Goal:
Echo every line of the material below word for word, but leave the pictures out of your answer.

Material provided:
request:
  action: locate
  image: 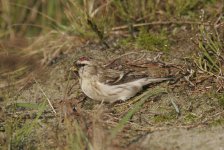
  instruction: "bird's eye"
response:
[76,64,86,68]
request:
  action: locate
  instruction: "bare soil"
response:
[0,31,224,150]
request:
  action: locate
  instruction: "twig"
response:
[33,78,56,114]
[112,21,211,31]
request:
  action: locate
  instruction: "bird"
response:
[70,57,173,103]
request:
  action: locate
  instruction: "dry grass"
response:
[0,0,224,150]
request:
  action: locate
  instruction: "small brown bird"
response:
[71,57,173,103]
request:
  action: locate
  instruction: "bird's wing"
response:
[98,68,125,85]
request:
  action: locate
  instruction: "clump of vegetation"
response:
[136,30,170,51]
[184,113,197,124]
[153,111,176,123]
[218,94,224,108]
[196,25,224,76]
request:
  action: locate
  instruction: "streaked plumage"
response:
[72,57,171,103]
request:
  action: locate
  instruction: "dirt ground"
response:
[0,28,224,150]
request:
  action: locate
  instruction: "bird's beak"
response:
[69,66,78,72]
[69,66,79,77]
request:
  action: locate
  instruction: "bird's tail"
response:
[137,77,174,86]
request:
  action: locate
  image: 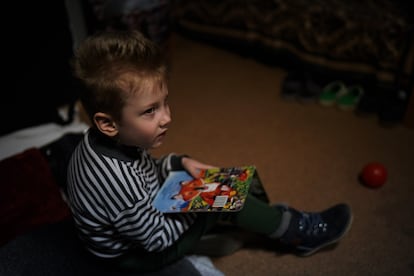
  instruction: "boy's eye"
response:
[144,107,155,114]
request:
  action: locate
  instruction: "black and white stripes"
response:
[68,130,195,257]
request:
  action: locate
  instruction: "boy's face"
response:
[118,82,171,149]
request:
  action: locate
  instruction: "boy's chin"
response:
[150,141,162,149]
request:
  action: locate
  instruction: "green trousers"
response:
[111,195,282,272]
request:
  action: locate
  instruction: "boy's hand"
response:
[181,157,215,178]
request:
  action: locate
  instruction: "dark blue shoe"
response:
[280,204,352,256]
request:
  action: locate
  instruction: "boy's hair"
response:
[72,30,167,122]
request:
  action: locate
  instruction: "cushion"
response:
[0,148,70,245]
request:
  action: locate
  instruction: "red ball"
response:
[361,162,388,188]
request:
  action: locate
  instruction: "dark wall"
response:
[0,0,77,134]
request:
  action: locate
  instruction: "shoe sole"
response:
[297,210,354,257]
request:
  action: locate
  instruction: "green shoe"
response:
[337,85,364,110]
[319,81,347,106]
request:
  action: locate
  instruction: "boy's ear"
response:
[93,112,118,137]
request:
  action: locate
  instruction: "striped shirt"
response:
[68,129,195,258]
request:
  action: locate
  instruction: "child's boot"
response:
[272,204,352,256]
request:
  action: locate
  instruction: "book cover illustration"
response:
[153,166,256,213]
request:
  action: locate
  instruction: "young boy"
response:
[68,31,352,272]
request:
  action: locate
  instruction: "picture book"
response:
[153,166,256,213]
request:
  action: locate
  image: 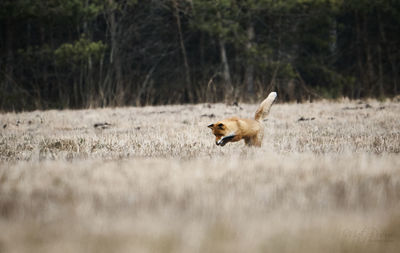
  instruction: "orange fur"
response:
[208,92,276,147]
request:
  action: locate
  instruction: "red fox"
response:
[208,92,276,147]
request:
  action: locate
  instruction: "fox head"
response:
[208,122,235,146]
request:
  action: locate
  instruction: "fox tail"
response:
[254,92,277,121]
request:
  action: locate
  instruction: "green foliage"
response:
[54,35,107,65]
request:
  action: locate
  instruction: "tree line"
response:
[0,0,400,110]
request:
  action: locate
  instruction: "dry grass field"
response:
[0,100,400,253]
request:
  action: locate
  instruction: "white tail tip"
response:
[268,91,277,99]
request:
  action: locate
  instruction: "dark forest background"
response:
[0,0,400,111]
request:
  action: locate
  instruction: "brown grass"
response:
[0,101,400,252]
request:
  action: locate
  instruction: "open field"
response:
[0,101,400,252]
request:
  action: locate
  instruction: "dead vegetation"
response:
[0,101,400,252]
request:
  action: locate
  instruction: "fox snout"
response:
[215,136,226,147]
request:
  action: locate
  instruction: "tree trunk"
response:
[219,38,233,99]
[172,0,193,102]
[245,22,254,98]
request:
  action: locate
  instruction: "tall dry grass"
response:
[0,101,400,252]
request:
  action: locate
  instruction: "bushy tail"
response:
[254,92,277,121]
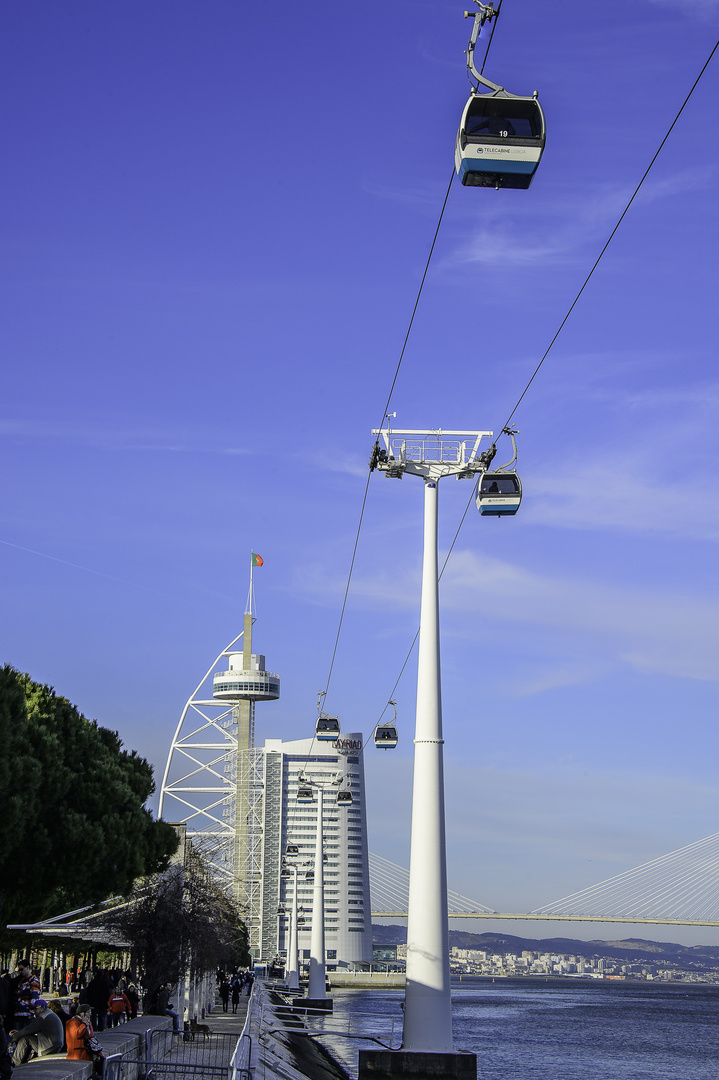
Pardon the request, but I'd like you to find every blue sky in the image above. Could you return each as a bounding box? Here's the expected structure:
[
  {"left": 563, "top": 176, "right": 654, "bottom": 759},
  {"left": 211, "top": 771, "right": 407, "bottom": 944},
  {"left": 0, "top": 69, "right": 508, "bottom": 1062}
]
[{"left": 0, "top": 0, "right": 719, "bottom": 942}]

Response to this task:
request:
  action: locate
  image: 
  instruction: "bird's eye"
response:
[76,64,86,68]
request:
  action: locate
  instruction: "bare soil"
response:
[0,31,224,150]
request:
  action: locate
  instruction: "twig"
response:
[33,78,56,114]
[112,21,211,31]
request:
  action: locate
  instruction: "bird"
response:
[70,57,173,103]
request:
  action: locate
  instruction: "dry grass"
response:
[0,0,224,150]
request:
  action: locate
  instruction: "small brown bird"
response:
[71,57,173,103]
request:
  action: locate
  instruction: "bird's wing"
response:
[98,68,125,85]
request:
  action: locate
  instruction: "clump of vegetation"
response:
[136,30,170,51]
[184,113,197,124]
[153,111,176,123]
[218,94,224,108]
[196,25,224,76]
request:
  action: locate
  instruction: "streaked plumage"
response:
[72,57,171,103]
request:
  action: locate
  instruction: "dirt ground"
response:
[0,28,224,150]
request:
  action: locate
  instruction: "bird's beak"
response:
[69,66,78,72]
[69,66,79,77]
request:
  action: locate
  instruction: "bird's tail"
response:
[137,77,174,86]
request:
  action: locate
  image: 
  instruction: "boy's eye"
response:
[144,107,155,114]
request:
  action: locate
  instruction: "black and white stripes"
response:
[68,130,195,257]
request:
  action: locate
  instruction: "boy's face"
response:
[118,82,171,149]
request:
  action: locate
  instruction: "boy's chin"
response:
[150,141,162,149]
request:
  action: locate
  instruction: "green trousers"
response:
[111,195,282,272]
request:
  action: locate
  instruction: "boy's hand"
response:
[181,157,215,178]
request:
  action: locate
  instruction: "dark blue shoe"
response:
[280,204,352,256]
request:
  action: locate
  instruction: "boy's hair"
response:
[72,30,167,122]
request:
  action: locate
  instruction: "cushion"
response:
[0,148,70,245]
request:
  action: locate
  instruction: "red ball"
response:
[361,162,388,188]
request:
  action: locate
  instruction: "dark wall"
response:
[0,0,77,134]
request:
  action: locate
  instruction: "shoe sole"
response:
[297,210,354,257]
request:
  action: locate
  instruction: "green shoe"
response:
[337,85,364,110]
[319,81,347,106]
request:
  action: locate
  instruction: "boy's ear"
response:
[93,112,118,137]
request:
  action: locate
  instruction: "striped shirt"
response:
[68,129,195,258]
request:
  action: locate
  instruction: "child's boot"
response:
[272,204,352,256]
request:
  action: locate
  instruction: "book cover illustration"
response:
[153,166,256,213]
request:
  action: locate
  instruction: "young boy"
response:
[68,31,352,272]
request:
  action: locate
  instruction: "picture book"
response:
[153,166,256,213]
request:
  action: locate
  image: 
  instruction: "orange fur"
response:
[208,92,276,147]
request:
  action: locate
  instruction: "red fox"
response:
[208,92,276,147]
request:
  action: locate
  instruction: "fox head"
response:
[208,122,235,146]
request:
  action: locate
  instruction: "fox tail"
response:
[254,92,277,121]
request:
  action: locate
  instruction: "green foliage"
response:
[54,35,107,65]
request:
  action: locate
  instruction: "tree line"
response:
[0,0,400,110]
request:
  action: locate
  instruction: "dry grass field"
response:
[0,100,400,253]
request:
  action: locate
  instruction: "white tail tip"
response:
[268,91,277,99]
request:
  action: locate
  instruction: "dark forest background"
response:
[0,0,400,111]
request:
  action: locate
  instruction: "brown grass"
response:
[0,101,400,252]
request:
  action: locate
  instruction: "open field"
response:
[0,101,400,252]
request:
  action: locate
  instruction: "dead vegetation"
response:
[0,101,400,252]
request:
  action: locate
  instruction: "fox snout"
response:
[215,136,226,147]
request:
  action: locate
  instruction: "tree trunk"
response:
[219,38,233,99]
[172,0,193,102]
[245,22,254,98]
request:
  action: locate
  instruction: "tall dry grass"
response:
[0,101,400,252]
request:
  action: locate
  instruction: "bushy tail"
response:
[254,92,277,121]
Pardon the request, but I'd like you to find every blue sky in the image above. Could you return each as a bounding box? Here's the expected structure:
[
  {"left": 563, "top": 176, "right": 654, "bottom": 759},
  {"left": 211, "top": 771, "right": 407, "bottom": 944},
  {"left": 0, "top": 69, "right": 508, "bottom": 1062}
]
[{"left": 0, "top": 0, "right": 719, "bottom": 942}]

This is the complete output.